◆ **Try it**:
All lines below containing "shadow" are to be listed.

(Point-per-instance localization data)

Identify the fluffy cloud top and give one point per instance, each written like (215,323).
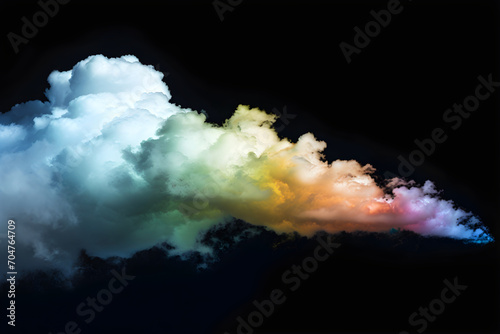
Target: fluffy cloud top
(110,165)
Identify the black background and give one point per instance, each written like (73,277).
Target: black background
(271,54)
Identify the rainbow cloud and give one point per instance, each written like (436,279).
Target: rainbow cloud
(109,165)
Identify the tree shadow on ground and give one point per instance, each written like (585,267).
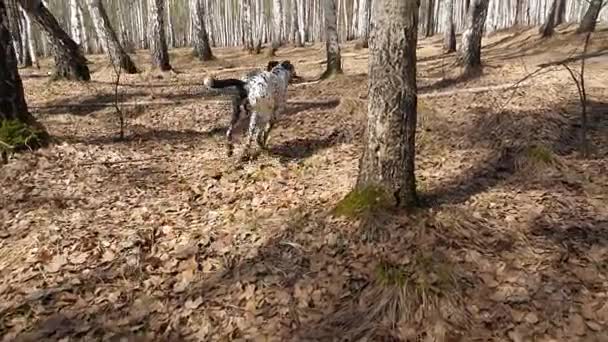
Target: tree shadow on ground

---

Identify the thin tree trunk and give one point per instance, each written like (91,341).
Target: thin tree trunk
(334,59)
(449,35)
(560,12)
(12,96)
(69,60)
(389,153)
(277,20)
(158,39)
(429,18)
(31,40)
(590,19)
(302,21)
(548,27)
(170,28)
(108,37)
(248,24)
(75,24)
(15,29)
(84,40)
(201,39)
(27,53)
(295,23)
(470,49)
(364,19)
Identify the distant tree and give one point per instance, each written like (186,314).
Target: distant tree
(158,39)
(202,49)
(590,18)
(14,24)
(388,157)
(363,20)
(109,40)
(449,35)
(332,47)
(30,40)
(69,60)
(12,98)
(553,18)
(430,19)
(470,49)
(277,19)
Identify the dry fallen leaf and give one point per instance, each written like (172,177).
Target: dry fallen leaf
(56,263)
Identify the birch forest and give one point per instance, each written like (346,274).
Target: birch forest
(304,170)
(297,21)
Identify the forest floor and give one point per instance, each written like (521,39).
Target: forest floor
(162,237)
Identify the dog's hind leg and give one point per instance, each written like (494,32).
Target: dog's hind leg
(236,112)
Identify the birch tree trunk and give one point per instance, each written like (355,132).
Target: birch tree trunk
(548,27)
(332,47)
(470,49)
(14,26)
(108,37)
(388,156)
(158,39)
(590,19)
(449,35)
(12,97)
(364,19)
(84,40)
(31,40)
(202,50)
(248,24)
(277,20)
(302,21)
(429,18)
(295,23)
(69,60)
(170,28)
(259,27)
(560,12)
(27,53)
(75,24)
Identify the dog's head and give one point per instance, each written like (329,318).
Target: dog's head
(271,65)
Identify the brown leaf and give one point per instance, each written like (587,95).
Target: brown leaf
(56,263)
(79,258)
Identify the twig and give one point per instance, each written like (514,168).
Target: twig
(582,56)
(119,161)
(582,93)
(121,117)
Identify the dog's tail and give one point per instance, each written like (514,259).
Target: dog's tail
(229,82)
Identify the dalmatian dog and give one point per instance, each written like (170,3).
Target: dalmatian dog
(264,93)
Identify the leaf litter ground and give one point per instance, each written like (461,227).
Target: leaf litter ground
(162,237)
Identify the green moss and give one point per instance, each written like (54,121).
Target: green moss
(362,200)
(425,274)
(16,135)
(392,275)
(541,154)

◆ **Answer area**:
Identify the tree shadow on ground and give one point per instance, each written like (585,267).
Target: tree shadow on ground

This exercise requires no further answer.